Each record is to be transcribed in full and exactly.

[Stored data]

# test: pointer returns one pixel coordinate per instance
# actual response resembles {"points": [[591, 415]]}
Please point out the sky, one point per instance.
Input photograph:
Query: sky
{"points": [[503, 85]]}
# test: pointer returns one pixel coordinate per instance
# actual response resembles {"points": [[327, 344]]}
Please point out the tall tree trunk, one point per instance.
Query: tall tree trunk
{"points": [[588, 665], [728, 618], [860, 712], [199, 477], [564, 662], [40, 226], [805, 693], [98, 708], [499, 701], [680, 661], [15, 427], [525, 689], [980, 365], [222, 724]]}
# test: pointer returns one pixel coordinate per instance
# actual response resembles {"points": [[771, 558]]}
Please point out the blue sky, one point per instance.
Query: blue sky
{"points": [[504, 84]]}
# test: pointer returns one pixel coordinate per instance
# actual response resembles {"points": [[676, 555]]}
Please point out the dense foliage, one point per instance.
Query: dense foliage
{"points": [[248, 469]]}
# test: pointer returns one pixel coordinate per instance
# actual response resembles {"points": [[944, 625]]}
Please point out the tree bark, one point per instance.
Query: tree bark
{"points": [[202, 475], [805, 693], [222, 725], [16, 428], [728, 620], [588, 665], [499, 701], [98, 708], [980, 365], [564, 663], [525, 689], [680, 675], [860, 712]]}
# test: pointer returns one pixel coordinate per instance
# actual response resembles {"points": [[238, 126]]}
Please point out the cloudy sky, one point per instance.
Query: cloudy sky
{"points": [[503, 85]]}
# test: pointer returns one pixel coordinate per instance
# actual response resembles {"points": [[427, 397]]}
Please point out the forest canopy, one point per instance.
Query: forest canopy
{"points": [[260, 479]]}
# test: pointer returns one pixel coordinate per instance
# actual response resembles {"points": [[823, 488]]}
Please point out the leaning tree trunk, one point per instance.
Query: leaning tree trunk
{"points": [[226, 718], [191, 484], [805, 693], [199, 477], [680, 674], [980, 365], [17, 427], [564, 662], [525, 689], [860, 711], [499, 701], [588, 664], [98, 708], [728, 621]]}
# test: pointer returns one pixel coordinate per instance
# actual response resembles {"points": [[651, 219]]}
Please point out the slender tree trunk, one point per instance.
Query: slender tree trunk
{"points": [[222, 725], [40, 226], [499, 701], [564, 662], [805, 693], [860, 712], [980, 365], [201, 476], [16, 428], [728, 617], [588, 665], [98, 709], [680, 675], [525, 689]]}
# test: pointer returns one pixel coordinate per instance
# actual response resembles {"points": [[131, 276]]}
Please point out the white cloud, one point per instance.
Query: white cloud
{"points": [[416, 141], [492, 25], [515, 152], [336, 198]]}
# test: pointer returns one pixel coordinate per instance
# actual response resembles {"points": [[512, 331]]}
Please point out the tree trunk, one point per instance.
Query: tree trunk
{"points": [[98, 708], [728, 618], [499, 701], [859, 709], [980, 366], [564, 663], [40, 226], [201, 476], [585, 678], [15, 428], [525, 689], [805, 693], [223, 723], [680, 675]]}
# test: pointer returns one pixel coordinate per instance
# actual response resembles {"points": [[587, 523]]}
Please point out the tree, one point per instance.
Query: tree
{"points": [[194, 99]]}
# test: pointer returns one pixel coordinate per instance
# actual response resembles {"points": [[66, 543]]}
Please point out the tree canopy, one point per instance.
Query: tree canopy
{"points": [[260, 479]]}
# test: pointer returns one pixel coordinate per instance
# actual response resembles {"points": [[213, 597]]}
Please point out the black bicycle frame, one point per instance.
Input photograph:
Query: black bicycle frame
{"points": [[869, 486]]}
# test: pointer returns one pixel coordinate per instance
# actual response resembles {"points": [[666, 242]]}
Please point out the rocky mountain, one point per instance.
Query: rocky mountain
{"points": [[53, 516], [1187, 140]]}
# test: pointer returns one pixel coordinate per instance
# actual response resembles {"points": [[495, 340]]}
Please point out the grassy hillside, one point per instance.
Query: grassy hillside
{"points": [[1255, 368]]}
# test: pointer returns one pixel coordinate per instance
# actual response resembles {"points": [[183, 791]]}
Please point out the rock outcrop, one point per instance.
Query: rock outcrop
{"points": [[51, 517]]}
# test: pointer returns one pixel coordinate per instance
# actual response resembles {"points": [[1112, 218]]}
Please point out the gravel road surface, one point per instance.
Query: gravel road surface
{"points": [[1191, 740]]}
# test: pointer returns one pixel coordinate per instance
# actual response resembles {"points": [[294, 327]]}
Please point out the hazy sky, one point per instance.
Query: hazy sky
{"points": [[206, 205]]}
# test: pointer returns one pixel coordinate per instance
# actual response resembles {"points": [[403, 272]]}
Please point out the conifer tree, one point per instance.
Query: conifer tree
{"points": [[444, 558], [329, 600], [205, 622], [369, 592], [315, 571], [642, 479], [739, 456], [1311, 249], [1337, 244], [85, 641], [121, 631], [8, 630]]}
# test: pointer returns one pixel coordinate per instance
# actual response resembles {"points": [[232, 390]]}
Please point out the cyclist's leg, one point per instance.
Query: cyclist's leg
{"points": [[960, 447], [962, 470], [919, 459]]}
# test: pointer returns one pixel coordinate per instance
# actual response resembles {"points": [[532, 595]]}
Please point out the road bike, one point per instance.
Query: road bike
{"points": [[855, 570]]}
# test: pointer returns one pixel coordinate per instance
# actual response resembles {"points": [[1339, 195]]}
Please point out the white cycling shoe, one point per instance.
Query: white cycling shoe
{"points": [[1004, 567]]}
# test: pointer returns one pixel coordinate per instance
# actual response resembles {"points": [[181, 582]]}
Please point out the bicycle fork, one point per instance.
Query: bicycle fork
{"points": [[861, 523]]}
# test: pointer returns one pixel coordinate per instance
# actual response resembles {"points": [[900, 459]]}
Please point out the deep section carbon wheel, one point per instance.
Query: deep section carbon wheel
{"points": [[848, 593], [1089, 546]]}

[/Stored data]

• Task response:
# test: pointer returns one pixel coordinate per instance
# actual response resembles {"points": [[591, 415]]}
Please point out the sky, one point per instance.
Input photograph:
Query: sky
{"points": [[503, 85]]}
# test: pointer returns one pixel coordinate per instance
# actual response resembles {"points": [[327, 344]]}
Please point out the tall tree trunk, one point per instance.
Query: tall tree trunk
{"points": [[588, 665], [728, 618], [860, 712], [199, 477], [564, 662], [40, 226], [805, 693], [98, 708], [499, 701], [680, 661], [15, 427], [525, 689], [980, 365], [222, 724]]}
# test: pointer returns one pixel coordinate per instance
# actual response resembles {"points": [[771, 558]]}
Please point out the blue sky, one point per instance.
Query: blue sky
{"points": [[504, 84]]}
# test: pointer returns one pixel coordinate per instance
# actual response resembles {"points": [[676, 555]]}
Please point out the dense foliage, one point per instance.
Query: dense foliage
{"points": [[248, 469]]}
# test: pointer returns one pixel coordinate per instance
# actual response resembles {"points": [[944, 625]]}
Please point out the tree bark, one point per instance.
Query: tree bark
{"points": [[202, 475], [805, 693], [222, 725], [16, 428], [728, 620], [588, 665], [499, 701], [98, 708], [980, 365], [564, 663], [525, 689], [680, 675], [860, 712]]}
# test: pointer returns one pixel coordinate per instance
# actual response resembles {"points": [[238, 126]]}
Please point out the cloudy sky, one point per instance.
Query: cloudy sky
{"points": [[503, 85]]}
# test: pointer returns one pixel coordinate per instance
# actual response resembles {"points": [[427, 397]]}
Please point out the forest canopy, one point per instance.
Query: forest canopy
{"points": [[260, 479]]}
# test: pointer returns one pixel coordinate per instance
# actual response resembles {"points": [[823, 488]]}
Please point out the leaning tree trunk, one point per instance.
Query: leaning tree trunk
{"points": [[226, 718], [191, 484], [805, 693], [199, 477], [680, 674], [980, 365], [17, 427], [564, 662], [525, 689], [860, 711], [499, 701], [588, 664], [98, 708], [728, 621]]}
# test: pointer returns one pixel coordinate per instance
# actual response resembles {"points": [[651, 219]]}
Please point out the slender tree trunk, one point per instance.
Query: slender tree trunk
{"points": [[222, 725], [40, 226], [499, 701], [564, 662], [805, 693], [860, 712], [980, 365], [201, 476], [16, 428], [728, 617], [588, 665], [98, 709], [680, 675], [525, 689]]}
# test: pointer returns one pixel coordinate per instance
# actual response resembles {"points": [[131, 276]]}
Please point out the white cloud, one point per instance.
Query: white cloud
{"points": [[416, 141], [492, 25], [515, 152], [336, 198]]}
# test: pointer returns one pixel coordinate per instance
# actual response resembles {"points": [[512, 331]]}
Please point out the tree trunk, one point per instance.
Query: tree trunk
{"points": [[98, 708], [728, 618], [499, 701], [859, 709], [980, 366], [564, 663], [40, 226], [201, 476], [585, 678], [15, 428], [525, 689], [805, 693], [223, 723], [680, 675]]}
# test: pointer returns one pixel coordinate per instance
# actual response resembles {"points": [[587, 523]]}
Please point out the tree, one point per instance.
Query: tree
{"points": [[194, 99]]}
# test: pointer returns one pixel coordinate per instance
# actual response resembles {"points": [[66, 543]]}
Please point out the tree canopy, one point per instance.
Query: tree canopy
{"points": [[260, 479]]}
# test: pointer returns one pixel coordinate per instance
# actual response resembles {"points": [[213, 597]]}
Please point out the black bicycle frame, one point per instance.
Input photograph:
Query: black bicycle frame
{"points": [[869, 486]]}
# test: pointer returns one pixel coordinate per instance
# actual response resembles {"points": [[666, 242]]}
Please point out the rocky mountain, one point per instance.
Query: rocky mountain
{"points": [[53, 516], [1187, 140]]}
# test: pointer returns one pixel coordinate per instance
# actual response resembles {"points": [[495, 340]]}
Please point out the grassy hillside, one point per instance.
Query: grassy hillside
{"points": [[1255, 368]]}
# test: pointer returns one pixel coordinate per instance
# actual response resembles {"points": [[183, 791]]}
Please point out the rock outcrop, one point per instance.
Query: rock outcrop
{"points": [[51, 517]]}
# test: pointer returns one pixel coordinate per instance
# actual response resembles {"points": [[1112, 218]]}
Please point out the gravel road surface, one point per instance.
Query: gravel road surface
{"points": [[1191, 740]]}
# test: pointer returns one pixel coordinate per instance
# actual response resembles {"points": [[294, 327]]}
Please point out the hazy sky, one point per instance.
Query: hazy sky
{"points": [[206, 205]]}
# test: pointer returns one pixel coordinate per instance
# actual response resembles {"points": [[403, 272]]}
Please point out the conifer tree, one point per instance.
Query: conifer tree
{"points": [[444, 558], [329, 600], [205, 622], [369, 592], [315, 571], [642, 479], [739, 456], [1311, 249], [1337, 244], [85, 641], [121, 631], [8, 630]]}
# test: pointer returns one pixel coordinate per instance
# actual response resembles {"points": [[232, 390]]}
Please point out the cyclist's leg, one point per instance.
Query: cyclist's leg
{"points": [[960, 447], [962, 470], [919, 459]]}
# test: pointer returns one pixel coordinate per instance
# actual response resembles {"points": [[532, 595]]}
Please point out the road bike, one point per instance.
Query: road bike
{"points": [[855, 570]]}
# test: pointer returns one pixel coordinate per instance
# actual response resembles {"points": [[1339, 195]]}
Please point out the white cycling shoe, one point per instance.
Query: white cycling shoe
{"points": [[1004, 567]]}
# test: pointer returns one pixel coordinate per instance
# actual response resembles {"points": [[181, 582]]}
Please point out the bicycle fork, one point per instance.
Query: bicycle fork
{"points": [[861, 523]]}
# test: pointer returns one pixel coordinate per instance
# actual response resembles {"points": [[900, 459]]}
Please point out the deep section carbon wheel, one point per instance.
Query: deep section carbon wheel
{"points": [[848, 593], [1089, 546]]}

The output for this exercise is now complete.